>> Start

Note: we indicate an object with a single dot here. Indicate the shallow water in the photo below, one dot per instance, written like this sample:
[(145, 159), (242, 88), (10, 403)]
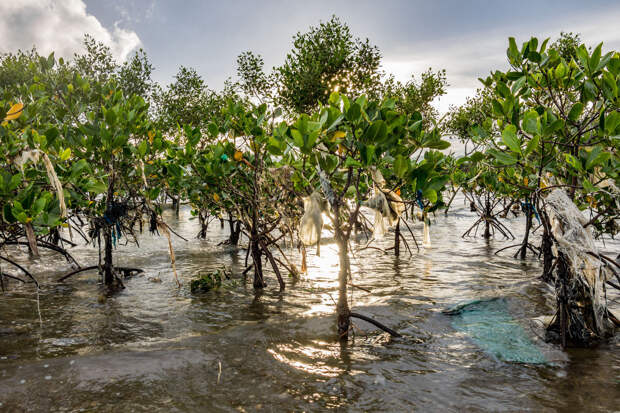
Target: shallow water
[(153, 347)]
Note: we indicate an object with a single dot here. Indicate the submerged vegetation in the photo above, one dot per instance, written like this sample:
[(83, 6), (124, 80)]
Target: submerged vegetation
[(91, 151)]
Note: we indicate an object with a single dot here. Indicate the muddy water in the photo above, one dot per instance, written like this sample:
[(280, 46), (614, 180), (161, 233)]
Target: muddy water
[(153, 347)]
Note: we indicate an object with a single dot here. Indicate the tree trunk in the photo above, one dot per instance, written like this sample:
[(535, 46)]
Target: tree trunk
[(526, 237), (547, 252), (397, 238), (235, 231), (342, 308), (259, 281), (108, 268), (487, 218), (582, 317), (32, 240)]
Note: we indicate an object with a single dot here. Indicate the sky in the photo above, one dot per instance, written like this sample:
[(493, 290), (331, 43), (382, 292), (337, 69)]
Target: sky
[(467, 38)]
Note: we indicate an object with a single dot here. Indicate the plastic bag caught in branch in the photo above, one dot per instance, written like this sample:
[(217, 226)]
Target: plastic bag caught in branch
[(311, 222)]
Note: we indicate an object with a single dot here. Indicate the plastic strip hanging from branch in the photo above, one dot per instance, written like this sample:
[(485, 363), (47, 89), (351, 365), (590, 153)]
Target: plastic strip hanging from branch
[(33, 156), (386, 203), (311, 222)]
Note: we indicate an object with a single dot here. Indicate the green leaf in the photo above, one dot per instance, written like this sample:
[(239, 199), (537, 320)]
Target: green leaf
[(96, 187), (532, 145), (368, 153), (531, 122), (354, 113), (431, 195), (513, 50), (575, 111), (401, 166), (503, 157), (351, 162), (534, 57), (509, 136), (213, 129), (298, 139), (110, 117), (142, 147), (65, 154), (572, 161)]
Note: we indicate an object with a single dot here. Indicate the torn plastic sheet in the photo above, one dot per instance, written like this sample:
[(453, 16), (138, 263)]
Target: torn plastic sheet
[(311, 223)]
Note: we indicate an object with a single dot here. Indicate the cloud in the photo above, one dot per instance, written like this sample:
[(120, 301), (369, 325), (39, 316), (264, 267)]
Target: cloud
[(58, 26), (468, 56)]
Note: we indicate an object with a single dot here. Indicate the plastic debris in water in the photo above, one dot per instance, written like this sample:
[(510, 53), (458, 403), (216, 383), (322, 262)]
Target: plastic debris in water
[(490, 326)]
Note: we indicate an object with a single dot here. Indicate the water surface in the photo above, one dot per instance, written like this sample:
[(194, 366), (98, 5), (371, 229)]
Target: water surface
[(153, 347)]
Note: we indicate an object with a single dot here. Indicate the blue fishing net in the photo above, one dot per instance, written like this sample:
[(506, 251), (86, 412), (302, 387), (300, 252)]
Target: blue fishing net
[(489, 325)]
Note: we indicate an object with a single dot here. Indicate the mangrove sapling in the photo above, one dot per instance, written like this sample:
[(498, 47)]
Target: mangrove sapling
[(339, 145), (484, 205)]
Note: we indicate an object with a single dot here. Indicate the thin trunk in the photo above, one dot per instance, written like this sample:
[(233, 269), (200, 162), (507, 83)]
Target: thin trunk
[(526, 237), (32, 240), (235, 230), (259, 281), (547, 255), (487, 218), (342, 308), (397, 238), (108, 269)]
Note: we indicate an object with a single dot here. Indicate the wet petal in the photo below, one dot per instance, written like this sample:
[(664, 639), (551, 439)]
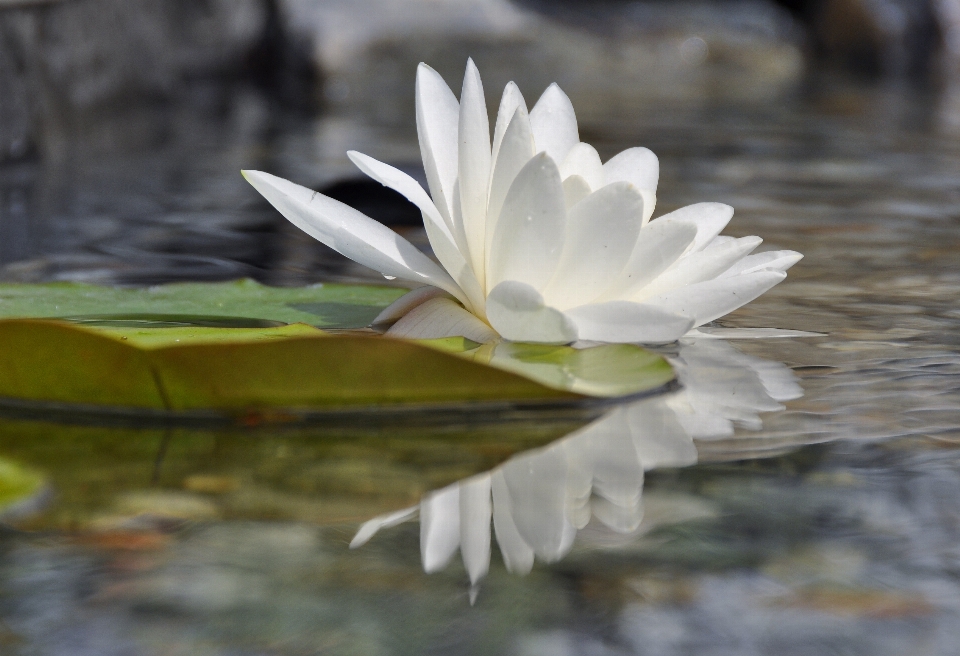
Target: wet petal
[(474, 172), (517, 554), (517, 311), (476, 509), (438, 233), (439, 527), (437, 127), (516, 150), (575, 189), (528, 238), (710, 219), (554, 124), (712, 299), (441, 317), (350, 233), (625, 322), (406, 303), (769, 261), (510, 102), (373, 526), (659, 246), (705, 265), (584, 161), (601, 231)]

>> End
>> Start

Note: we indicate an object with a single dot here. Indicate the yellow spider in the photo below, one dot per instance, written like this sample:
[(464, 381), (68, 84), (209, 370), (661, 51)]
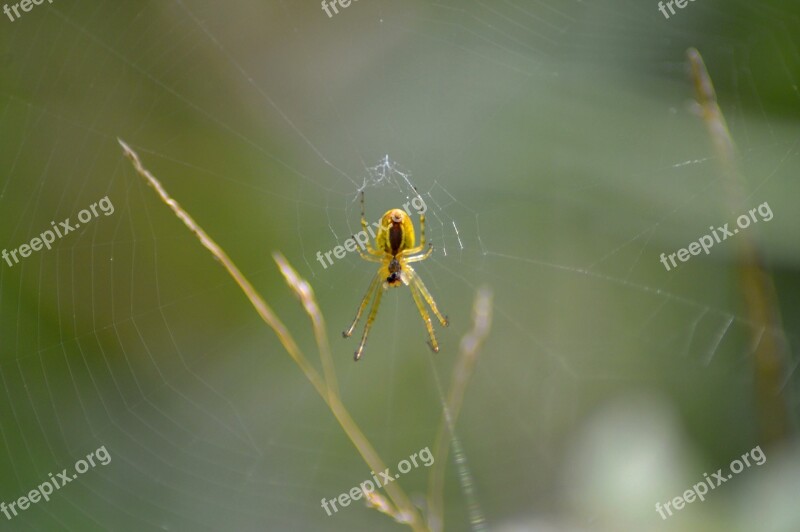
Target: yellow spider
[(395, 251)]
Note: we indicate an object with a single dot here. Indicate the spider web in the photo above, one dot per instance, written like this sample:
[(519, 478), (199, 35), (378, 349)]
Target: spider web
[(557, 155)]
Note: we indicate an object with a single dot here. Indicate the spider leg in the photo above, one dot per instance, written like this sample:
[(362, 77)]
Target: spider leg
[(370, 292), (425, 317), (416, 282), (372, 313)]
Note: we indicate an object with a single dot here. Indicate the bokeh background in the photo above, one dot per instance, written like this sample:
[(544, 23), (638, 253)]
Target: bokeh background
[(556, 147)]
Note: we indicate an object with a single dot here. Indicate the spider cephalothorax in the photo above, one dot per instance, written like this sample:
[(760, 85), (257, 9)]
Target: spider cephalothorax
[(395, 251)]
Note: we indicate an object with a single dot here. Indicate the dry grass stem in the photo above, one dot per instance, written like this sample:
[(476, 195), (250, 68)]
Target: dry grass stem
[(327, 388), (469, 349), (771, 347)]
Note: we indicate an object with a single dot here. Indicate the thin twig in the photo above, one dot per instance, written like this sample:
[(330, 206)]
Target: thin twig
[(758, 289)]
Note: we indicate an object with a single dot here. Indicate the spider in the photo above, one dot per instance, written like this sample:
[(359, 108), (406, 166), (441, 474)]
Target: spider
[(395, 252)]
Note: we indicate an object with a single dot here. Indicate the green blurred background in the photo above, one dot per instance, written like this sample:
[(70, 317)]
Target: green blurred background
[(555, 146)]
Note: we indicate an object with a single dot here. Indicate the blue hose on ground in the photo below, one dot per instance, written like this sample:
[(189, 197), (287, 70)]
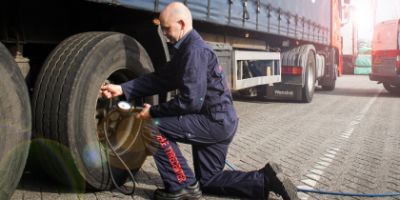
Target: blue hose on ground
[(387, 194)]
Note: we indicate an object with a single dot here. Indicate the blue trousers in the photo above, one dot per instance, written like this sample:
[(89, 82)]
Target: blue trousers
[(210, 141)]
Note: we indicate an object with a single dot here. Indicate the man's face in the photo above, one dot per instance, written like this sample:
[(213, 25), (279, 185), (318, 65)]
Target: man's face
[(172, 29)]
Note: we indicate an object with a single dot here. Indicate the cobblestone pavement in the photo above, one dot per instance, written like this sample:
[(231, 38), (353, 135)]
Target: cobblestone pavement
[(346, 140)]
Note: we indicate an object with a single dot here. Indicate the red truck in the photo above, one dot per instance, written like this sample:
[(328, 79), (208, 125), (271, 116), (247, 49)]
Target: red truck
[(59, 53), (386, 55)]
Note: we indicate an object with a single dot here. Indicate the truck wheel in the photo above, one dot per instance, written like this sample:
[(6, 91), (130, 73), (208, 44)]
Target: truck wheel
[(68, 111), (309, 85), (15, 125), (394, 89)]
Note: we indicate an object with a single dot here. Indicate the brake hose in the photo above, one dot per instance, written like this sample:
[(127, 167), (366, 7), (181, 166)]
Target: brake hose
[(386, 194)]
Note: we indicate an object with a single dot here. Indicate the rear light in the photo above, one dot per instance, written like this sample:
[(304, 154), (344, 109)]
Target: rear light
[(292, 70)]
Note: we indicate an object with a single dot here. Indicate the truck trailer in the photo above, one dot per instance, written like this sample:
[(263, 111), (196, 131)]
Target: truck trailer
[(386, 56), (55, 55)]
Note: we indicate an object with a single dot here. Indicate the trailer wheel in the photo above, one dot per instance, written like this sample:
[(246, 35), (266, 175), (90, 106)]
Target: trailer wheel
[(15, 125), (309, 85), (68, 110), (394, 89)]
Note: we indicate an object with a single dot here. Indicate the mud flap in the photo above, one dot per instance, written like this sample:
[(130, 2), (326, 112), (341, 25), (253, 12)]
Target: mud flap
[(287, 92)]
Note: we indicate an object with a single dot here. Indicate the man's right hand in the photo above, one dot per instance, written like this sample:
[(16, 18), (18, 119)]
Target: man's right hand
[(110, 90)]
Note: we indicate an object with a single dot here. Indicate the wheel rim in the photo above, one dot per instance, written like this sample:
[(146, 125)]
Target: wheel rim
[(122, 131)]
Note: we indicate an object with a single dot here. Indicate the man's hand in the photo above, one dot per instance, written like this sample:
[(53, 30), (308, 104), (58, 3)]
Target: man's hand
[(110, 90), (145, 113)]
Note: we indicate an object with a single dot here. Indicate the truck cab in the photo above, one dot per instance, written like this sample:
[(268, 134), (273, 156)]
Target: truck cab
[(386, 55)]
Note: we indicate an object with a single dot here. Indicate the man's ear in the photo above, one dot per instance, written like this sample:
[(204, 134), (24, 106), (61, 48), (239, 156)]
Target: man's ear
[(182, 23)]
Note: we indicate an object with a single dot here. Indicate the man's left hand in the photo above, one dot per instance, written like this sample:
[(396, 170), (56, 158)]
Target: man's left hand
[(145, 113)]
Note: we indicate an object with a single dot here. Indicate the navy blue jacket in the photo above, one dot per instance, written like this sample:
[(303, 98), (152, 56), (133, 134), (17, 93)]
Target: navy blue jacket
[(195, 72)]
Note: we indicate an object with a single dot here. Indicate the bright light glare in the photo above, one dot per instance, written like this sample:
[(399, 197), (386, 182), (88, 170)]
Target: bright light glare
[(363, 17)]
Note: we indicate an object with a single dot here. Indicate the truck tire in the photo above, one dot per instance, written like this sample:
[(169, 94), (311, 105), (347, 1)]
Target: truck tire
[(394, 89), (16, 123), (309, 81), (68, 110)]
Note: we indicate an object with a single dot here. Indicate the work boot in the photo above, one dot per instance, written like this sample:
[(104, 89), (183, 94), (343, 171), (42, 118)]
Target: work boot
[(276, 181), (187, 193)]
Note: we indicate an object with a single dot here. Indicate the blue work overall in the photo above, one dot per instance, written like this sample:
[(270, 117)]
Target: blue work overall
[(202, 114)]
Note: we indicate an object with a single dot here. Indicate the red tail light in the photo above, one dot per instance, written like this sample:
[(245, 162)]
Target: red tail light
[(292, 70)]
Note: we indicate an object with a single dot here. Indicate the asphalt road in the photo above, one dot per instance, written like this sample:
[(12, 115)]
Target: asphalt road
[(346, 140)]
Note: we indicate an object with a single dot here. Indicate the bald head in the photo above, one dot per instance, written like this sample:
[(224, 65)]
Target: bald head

>> End
>> Start

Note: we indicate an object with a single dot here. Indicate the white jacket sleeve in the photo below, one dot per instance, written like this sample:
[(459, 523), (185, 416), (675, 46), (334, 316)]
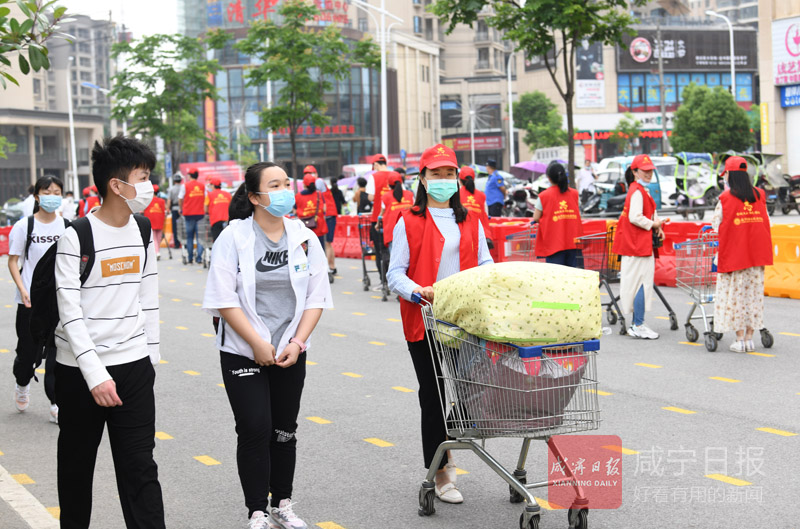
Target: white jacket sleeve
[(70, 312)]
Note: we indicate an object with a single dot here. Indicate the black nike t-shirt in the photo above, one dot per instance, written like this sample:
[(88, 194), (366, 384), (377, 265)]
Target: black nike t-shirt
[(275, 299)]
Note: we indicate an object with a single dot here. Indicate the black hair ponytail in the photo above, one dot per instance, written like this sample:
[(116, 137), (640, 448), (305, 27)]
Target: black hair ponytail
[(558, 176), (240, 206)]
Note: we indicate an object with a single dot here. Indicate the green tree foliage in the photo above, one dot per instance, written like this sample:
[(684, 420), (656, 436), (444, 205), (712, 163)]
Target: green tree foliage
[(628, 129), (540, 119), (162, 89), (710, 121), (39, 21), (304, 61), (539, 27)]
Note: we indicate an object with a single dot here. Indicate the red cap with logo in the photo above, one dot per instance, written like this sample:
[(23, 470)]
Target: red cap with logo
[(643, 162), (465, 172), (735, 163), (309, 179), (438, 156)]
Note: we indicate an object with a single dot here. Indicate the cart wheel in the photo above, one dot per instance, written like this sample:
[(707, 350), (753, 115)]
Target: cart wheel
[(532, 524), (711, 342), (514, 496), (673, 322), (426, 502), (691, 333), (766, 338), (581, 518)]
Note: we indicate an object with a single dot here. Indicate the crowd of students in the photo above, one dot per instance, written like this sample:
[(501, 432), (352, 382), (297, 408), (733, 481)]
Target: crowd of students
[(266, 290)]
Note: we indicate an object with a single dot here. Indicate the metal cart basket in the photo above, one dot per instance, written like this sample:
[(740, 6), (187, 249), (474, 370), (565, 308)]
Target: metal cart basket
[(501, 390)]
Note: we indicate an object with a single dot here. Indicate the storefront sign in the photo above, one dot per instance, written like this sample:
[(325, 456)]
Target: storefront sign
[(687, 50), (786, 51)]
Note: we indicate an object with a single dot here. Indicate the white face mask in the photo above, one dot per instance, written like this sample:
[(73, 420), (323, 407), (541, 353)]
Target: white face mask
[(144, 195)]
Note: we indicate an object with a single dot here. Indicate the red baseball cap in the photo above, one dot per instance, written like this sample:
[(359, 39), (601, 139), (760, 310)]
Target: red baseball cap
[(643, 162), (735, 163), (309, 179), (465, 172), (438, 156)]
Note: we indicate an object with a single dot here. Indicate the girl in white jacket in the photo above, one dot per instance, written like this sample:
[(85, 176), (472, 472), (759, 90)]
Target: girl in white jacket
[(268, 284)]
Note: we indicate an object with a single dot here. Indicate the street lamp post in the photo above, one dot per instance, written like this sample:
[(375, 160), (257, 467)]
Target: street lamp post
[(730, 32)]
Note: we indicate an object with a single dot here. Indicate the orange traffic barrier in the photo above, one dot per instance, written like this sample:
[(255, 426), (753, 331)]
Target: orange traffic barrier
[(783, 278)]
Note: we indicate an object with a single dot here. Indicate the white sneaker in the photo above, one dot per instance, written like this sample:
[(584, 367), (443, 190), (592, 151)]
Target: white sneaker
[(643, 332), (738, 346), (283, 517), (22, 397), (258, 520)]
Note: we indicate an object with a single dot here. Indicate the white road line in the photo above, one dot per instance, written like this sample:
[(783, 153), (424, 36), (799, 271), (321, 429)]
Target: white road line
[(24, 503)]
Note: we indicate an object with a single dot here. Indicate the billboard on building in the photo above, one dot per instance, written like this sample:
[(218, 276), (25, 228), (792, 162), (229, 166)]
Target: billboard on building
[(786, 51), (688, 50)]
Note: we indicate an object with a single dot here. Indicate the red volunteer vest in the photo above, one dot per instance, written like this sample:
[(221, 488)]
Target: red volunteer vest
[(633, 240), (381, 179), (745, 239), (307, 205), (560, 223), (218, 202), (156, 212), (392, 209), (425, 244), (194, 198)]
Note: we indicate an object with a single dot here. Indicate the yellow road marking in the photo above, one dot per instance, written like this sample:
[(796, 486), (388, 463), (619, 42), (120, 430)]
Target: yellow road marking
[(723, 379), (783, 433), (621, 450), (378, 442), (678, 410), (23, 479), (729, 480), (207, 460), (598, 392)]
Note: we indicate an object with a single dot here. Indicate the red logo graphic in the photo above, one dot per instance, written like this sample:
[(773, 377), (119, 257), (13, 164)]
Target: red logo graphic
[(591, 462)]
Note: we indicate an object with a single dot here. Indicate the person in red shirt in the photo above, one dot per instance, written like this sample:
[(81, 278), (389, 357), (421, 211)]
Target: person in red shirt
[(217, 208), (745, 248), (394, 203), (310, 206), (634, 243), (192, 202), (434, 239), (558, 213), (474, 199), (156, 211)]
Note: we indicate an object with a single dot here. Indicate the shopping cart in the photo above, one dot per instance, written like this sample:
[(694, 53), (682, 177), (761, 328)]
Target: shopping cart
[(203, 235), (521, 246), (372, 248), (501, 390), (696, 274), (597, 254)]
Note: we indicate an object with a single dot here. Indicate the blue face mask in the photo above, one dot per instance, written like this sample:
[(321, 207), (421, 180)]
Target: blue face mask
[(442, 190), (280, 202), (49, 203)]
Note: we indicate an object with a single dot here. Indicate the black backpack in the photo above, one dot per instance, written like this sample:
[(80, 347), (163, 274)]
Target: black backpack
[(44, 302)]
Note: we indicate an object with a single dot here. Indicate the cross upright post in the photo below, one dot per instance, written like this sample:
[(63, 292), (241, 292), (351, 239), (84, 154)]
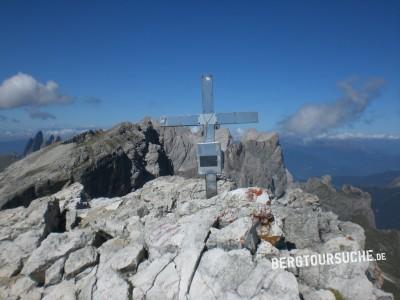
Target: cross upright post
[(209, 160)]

>> End

TASK DESCRIPTION
In the lines above, starting with the one that contains "the red tail" and ending with the one that contains "Target: bald head", replace "asphalt road" with "paved road". Return only those lines, with everything else unchanged.

TASK OUTPUT
Note: we indicate an object with a single dot here. Indicate the red tail light in the photo above, one dot per instance, written like this sample:
[(245, 162)]
Target: red tail light
[(292, 70)]
Note: we indicate an object with a single dot here. Indicate the paved road in the photo above, one dot per instance, written like this sample:
[(12, 115)]
Target: paved road
[(346, 140)]
Note: we indicate an object with a single dot here. Indicate the bald head in the photo above, one dot per instance, written like this sample:
[(224, 65)]
Target: bald head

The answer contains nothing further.